» **Stated exercise**:
Can you render the material below as a numbered list, leaving out any blank lines?

» **Input**:
— START —
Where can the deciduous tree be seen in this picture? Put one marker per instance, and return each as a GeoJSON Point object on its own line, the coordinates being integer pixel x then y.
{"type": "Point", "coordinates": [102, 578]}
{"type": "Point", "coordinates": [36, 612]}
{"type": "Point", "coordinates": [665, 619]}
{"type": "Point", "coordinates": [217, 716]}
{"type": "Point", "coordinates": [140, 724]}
— END —
» **The completed task**:
1. Where can the deciduous tree be seen in this picture? Put one marker per instance, and return each as a GeoJSON Point object on its own line, the coordinates being integer pixel x then y.
2. {"type": "Point", "coordinates": [102, 578]}
3. {"type": "Point", "coordinates": [36, 612]}
4. {"type": "Point", "coordinates": [665, 619]}
5. {"type": "Point", "coordinates": [217, 716]}
6. {"type": "Point", "coordinates": [140, 724]}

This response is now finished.